- Set exercise: Copy the lines of the data below unchanged, beginning with the line that contains "the gray hair" and continuing through the line that contains "point(125, 163)", and copy nothing else.

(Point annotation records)
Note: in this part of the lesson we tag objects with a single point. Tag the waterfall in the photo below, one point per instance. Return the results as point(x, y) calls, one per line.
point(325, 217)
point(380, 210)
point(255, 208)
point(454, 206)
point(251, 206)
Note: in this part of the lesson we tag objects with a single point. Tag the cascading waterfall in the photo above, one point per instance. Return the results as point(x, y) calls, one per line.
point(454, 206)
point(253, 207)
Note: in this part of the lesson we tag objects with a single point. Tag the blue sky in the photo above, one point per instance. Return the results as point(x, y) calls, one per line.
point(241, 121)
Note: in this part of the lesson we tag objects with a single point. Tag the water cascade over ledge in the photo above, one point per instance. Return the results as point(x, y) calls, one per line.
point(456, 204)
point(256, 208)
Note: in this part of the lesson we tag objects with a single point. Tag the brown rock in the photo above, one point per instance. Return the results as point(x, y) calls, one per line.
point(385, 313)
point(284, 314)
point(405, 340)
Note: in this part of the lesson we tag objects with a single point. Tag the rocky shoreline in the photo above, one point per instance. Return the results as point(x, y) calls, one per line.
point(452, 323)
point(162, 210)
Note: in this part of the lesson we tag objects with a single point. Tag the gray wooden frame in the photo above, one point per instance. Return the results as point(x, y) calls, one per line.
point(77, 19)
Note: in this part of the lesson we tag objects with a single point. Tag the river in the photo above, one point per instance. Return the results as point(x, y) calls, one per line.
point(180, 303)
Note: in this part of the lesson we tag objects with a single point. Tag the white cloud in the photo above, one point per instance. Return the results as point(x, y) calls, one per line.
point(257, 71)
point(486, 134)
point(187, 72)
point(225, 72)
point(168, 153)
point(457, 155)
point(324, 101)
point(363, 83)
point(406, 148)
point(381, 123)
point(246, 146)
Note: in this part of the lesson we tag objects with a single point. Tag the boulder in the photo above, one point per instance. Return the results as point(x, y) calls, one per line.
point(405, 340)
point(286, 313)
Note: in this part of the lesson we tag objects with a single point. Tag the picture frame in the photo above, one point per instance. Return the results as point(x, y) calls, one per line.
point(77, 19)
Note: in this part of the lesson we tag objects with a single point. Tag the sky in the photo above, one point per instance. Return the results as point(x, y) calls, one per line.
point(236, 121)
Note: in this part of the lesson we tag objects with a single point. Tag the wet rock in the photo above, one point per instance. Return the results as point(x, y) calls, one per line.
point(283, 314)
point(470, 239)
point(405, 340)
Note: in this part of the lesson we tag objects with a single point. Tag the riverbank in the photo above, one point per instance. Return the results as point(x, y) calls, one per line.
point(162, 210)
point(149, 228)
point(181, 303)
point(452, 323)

--

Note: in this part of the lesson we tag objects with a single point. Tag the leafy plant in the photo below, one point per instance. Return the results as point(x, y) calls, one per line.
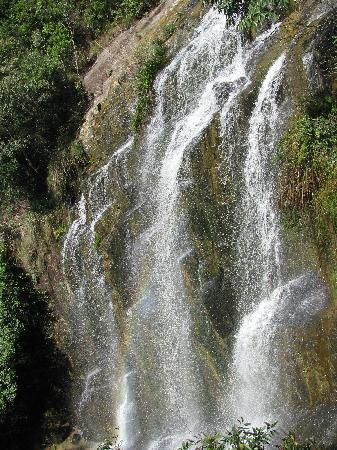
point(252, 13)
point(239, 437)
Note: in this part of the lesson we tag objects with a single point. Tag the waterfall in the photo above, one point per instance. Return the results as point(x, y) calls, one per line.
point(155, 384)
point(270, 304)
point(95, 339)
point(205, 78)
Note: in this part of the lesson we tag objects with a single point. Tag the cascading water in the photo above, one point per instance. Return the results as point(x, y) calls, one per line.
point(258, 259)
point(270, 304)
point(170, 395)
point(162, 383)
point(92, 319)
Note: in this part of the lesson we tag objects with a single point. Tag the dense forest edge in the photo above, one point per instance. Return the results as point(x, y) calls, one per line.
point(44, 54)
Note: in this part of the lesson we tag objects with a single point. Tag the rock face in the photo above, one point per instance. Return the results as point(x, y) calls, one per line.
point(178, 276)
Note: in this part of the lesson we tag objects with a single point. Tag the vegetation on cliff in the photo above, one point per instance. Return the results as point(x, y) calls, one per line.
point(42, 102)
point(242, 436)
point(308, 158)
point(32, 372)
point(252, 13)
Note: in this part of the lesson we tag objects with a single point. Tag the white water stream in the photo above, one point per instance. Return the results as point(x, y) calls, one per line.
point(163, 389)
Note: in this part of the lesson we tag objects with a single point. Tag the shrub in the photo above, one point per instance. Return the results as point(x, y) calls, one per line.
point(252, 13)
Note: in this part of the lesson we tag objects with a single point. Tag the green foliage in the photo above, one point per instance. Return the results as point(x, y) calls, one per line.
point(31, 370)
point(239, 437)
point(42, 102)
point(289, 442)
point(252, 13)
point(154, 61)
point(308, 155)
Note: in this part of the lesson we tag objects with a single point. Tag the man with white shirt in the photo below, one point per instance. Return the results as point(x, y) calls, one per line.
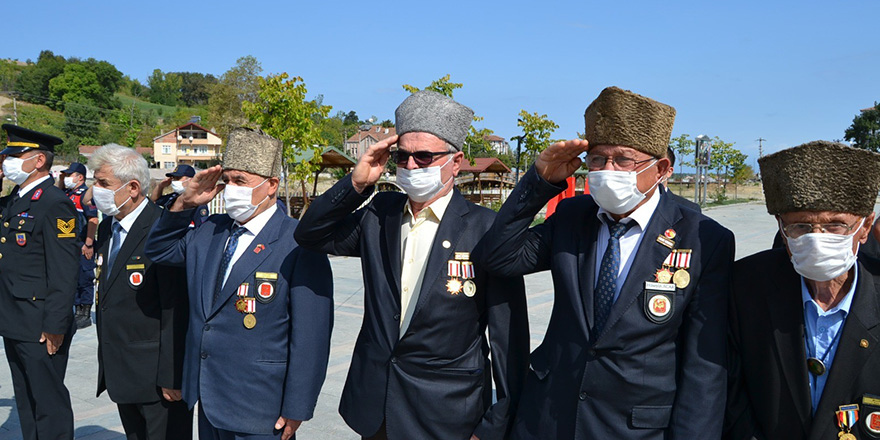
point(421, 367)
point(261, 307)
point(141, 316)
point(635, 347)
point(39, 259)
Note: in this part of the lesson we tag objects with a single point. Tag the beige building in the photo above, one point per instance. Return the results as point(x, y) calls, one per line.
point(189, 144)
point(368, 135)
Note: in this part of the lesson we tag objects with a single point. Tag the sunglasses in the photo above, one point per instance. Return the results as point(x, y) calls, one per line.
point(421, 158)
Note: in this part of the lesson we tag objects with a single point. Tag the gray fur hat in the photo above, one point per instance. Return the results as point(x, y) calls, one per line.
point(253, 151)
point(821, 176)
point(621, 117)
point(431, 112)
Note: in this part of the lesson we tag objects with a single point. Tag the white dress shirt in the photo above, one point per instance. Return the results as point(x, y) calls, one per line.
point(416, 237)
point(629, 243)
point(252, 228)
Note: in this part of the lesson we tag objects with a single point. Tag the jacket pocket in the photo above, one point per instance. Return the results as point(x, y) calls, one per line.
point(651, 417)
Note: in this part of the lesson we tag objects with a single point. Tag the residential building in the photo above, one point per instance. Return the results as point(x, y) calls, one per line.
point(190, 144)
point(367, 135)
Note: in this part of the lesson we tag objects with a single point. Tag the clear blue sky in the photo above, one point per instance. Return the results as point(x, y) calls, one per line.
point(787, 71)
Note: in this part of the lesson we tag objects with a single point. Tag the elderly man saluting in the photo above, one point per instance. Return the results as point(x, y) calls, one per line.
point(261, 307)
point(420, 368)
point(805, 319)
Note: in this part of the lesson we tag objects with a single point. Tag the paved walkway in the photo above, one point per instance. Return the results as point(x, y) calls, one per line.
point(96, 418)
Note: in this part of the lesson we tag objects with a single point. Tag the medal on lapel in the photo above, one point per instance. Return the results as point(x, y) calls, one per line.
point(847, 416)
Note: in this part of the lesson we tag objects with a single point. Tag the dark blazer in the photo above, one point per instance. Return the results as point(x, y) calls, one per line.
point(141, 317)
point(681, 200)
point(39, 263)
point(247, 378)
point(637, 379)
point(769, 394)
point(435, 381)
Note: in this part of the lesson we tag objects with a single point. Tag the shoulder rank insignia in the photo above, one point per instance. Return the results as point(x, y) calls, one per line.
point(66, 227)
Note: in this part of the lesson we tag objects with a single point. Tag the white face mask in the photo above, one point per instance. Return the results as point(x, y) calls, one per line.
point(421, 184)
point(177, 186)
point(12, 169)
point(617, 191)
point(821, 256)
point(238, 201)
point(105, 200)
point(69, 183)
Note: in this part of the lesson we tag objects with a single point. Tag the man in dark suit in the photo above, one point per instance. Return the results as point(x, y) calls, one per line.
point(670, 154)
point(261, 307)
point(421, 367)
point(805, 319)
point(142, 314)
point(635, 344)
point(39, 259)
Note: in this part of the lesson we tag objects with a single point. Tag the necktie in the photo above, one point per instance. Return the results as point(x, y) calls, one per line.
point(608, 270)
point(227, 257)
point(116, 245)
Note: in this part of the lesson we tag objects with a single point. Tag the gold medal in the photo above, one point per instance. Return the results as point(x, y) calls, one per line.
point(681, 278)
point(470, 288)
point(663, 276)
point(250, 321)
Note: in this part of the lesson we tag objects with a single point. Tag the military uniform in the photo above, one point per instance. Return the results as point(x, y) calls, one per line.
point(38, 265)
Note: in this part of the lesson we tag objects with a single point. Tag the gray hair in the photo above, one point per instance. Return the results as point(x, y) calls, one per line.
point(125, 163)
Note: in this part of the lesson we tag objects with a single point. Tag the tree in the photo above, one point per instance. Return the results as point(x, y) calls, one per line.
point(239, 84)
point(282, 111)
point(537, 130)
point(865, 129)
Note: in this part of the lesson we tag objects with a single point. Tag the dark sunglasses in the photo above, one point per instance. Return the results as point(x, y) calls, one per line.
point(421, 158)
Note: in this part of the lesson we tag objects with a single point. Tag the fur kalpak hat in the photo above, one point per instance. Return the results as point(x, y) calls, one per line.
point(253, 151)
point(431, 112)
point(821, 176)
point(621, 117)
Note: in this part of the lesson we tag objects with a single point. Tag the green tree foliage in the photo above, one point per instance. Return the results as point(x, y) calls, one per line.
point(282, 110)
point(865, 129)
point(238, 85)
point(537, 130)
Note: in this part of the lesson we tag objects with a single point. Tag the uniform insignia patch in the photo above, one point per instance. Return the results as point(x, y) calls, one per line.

- Result of this exercise:
Note: in this part of the lesson we tag objects with a single point. Tag the gray hair in the photo above, one point per instance. Return the results as point(x, y) calls, one per line.
point(125, 163)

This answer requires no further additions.